=== TASK ===
Return an exact transcript of the material below from the line containing "white chimney in the photo above." through its final line, and no other lines.

INFORMATION PROVIDED Start Marker

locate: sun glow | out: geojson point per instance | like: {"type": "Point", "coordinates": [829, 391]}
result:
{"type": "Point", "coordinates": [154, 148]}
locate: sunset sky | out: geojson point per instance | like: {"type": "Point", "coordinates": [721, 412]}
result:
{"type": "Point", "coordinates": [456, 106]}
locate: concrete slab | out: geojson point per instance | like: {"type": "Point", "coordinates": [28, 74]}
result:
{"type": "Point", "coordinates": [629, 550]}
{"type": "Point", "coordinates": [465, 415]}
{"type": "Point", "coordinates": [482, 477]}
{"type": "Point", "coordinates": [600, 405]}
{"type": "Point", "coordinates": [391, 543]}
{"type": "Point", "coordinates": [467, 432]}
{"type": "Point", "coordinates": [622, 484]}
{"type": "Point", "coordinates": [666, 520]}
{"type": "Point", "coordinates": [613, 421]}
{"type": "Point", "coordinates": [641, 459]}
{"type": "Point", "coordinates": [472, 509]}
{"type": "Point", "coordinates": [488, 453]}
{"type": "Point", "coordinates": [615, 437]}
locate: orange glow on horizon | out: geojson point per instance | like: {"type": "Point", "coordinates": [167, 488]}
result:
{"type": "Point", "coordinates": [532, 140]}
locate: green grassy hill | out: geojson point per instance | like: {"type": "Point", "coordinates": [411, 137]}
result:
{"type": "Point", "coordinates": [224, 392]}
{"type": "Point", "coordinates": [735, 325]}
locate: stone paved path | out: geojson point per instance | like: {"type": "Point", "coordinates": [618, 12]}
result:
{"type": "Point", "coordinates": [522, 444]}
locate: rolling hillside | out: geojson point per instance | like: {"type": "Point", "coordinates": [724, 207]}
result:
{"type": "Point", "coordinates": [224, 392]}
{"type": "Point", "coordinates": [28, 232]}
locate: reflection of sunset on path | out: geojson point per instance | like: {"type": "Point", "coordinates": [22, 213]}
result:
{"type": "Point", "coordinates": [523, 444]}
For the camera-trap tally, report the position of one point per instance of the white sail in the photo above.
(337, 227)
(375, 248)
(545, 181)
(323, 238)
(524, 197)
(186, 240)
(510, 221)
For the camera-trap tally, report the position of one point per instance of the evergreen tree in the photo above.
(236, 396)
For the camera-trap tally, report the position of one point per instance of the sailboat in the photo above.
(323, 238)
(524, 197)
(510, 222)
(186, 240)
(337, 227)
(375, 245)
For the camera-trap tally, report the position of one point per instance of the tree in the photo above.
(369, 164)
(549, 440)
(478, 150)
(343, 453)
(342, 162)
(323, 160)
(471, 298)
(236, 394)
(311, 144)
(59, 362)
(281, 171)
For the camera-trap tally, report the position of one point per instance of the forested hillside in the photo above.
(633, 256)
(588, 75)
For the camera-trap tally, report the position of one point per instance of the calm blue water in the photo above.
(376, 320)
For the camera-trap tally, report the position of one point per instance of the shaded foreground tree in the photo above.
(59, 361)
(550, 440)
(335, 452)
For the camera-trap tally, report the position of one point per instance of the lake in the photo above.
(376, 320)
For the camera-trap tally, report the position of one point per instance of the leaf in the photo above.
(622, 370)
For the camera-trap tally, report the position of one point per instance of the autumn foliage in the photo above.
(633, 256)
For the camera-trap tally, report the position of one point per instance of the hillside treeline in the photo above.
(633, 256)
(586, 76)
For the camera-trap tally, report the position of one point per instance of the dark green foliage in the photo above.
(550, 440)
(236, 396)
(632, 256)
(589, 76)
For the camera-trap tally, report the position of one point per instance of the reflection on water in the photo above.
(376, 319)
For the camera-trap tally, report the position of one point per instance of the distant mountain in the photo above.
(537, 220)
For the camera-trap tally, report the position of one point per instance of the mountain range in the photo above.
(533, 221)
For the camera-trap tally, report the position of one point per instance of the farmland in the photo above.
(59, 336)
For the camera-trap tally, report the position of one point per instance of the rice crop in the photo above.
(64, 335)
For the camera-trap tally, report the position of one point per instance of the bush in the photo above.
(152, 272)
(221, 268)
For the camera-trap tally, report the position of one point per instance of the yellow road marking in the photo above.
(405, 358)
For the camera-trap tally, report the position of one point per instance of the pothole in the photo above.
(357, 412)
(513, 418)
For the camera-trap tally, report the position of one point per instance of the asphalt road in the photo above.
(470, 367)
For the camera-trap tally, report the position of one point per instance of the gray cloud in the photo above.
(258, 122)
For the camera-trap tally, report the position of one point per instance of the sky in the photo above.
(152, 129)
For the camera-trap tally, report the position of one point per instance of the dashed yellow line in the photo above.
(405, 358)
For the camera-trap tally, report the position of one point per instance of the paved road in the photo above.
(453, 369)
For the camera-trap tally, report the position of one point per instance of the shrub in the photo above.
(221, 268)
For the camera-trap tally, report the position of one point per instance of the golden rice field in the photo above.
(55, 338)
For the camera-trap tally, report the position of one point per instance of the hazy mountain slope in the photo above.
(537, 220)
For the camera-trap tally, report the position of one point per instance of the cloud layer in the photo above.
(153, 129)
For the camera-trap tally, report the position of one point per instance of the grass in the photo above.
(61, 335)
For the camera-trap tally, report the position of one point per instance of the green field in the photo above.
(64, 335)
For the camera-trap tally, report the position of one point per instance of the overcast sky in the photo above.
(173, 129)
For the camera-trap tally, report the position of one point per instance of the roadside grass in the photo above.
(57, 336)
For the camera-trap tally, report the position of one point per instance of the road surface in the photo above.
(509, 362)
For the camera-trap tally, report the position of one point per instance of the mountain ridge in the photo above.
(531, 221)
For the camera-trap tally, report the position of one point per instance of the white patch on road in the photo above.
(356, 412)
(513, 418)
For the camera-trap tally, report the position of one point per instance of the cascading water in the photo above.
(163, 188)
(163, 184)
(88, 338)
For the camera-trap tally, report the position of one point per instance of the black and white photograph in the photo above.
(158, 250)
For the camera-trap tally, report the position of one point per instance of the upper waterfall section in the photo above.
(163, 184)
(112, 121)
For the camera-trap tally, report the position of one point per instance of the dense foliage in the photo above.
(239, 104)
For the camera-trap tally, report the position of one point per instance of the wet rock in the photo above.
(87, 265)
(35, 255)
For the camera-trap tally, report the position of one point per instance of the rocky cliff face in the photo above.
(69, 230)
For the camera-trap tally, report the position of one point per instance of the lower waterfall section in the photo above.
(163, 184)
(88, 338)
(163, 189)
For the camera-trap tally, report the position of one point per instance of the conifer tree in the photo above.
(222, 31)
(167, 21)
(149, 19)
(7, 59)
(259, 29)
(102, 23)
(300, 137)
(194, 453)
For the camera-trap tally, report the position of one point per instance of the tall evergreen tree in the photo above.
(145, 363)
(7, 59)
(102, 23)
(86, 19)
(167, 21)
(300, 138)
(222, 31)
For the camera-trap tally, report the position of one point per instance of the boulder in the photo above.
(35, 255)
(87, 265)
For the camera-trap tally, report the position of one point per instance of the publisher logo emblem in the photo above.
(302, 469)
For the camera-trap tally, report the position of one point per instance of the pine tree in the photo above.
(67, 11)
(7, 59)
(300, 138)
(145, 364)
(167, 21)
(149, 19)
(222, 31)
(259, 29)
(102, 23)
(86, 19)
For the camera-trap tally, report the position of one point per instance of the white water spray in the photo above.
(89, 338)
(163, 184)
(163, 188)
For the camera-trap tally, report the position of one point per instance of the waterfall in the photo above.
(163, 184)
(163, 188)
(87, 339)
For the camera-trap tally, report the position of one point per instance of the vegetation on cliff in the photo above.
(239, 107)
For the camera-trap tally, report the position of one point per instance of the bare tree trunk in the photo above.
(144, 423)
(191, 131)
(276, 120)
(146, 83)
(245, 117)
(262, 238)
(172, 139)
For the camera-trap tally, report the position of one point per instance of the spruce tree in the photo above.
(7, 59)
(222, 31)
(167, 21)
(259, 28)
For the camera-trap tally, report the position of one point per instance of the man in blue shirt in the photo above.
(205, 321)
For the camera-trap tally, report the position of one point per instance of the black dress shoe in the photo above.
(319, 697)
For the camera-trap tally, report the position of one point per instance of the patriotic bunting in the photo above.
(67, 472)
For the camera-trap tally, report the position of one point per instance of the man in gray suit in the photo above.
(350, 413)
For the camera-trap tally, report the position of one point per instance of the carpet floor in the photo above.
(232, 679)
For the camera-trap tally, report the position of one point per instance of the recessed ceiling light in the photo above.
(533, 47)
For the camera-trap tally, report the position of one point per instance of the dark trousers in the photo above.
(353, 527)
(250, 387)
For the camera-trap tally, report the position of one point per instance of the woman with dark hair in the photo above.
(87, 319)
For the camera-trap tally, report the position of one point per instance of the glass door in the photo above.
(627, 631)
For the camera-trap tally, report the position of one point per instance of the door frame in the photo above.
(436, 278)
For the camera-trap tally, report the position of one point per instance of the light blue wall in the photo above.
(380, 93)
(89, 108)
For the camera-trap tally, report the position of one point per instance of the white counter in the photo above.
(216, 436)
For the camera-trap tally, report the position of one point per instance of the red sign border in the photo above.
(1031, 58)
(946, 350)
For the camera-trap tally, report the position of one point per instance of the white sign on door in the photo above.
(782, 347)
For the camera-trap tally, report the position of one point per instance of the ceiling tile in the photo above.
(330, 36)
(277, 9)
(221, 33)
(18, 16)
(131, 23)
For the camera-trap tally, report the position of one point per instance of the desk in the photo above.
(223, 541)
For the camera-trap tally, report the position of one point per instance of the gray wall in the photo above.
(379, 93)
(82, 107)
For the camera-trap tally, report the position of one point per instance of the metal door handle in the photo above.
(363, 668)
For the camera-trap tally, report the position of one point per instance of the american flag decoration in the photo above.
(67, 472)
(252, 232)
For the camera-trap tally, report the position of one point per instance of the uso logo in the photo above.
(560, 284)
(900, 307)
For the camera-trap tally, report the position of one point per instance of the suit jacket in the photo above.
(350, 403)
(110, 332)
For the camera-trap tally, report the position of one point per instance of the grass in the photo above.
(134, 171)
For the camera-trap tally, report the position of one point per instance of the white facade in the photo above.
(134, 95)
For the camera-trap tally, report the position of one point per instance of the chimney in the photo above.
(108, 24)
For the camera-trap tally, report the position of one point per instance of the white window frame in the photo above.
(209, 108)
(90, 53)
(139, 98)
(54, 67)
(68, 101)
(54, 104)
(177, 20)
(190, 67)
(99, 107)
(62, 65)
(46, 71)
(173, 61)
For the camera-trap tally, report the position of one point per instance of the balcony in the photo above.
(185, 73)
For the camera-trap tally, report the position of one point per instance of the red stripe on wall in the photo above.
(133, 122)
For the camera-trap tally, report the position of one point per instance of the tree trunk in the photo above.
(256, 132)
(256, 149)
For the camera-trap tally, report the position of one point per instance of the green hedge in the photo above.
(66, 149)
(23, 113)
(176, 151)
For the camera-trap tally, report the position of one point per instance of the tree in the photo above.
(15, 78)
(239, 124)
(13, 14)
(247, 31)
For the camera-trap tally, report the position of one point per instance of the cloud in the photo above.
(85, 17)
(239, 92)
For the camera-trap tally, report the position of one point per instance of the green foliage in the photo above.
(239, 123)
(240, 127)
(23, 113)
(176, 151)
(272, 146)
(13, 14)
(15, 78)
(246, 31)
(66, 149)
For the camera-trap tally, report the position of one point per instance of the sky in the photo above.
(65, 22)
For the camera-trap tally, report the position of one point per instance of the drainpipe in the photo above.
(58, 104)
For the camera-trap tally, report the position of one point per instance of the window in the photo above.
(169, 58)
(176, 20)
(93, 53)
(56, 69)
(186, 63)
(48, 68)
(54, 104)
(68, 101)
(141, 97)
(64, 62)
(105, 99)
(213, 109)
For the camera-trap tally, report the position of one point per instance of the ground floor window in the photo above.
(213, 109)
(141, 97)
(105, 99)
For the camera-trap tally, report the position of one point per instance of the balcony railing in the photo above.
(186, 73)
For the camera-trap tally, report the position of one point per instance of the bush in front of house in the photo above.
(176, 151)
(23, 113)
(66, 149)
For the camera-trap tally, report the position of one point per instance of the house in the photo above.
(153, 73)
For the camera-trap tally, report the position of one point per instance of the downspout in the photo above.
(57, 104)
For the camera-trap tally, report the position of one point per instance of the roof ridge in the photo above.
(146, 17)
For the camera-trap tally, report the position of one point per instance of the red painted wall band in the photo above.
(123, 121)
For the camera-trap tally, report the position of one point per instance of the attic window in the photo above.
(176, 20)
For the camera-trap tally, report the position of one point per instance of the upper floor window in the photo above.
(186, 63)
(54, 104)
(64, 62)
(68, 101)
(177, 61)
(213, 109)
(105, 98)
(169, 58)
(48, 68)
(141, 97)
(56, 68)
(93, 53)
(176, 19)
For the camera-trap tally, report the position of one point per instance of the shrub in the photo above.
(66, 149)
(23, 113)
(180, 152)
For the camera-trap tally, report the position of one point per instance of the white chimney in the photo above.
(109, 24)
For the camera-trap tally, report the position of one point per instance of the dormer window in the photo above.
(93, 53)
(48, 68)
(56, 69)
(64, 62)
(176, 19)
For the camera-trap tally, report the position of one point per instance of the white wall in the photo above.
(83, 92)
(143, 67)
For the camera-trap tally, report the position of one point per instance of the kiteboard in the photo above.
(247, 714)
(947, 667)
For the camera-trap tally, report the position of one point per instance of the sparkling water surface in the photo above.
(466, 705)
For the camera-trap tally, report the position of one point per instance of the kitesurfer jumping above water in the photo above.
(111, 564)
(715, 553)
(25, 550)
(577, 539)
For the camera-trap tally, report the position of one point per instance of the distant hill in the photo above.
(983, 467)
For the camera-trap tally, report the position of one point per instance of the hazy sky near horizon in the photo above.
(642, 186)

INFORMATION PROVIDED End Marker

=== EXERCISE RESULT ===
For the camera-trap tally, report the position of one point per instance of the white chimney in the photo above.
(109, 24)
For the camera-trap tally, report the position of one point per instance of the dormer window in the photo above.
(93, 53)
(48, 68)
(56, 69)
(64, 62)
(176, 19)
For the camera-trap tally, report the position of one point per instance of the white wall in the photo above.
(83, 92)
(143, 67)
For the camera-trap tally, report the position of one point per instance of the kiteboard in the photo above.
(247, 714)
(947, 667)
For the camera-trap tally, report the position of one point per instance of the sparkling water surface in the photo above.
(466, 705)
For the camera-trap tally, report the position of one point per instance of the kitesurfer jumping above water in the photo above.
(111, 564)
(715, 553)
(25, 550)
(577, 539)
For the camera-trap tally, report the position of one point per instance of the distant hill in the photo above.
(983, 467)
For the camera-trap tally, report the position of one point per instance of the hazy sky near horizon in the photo above.
(642, 186)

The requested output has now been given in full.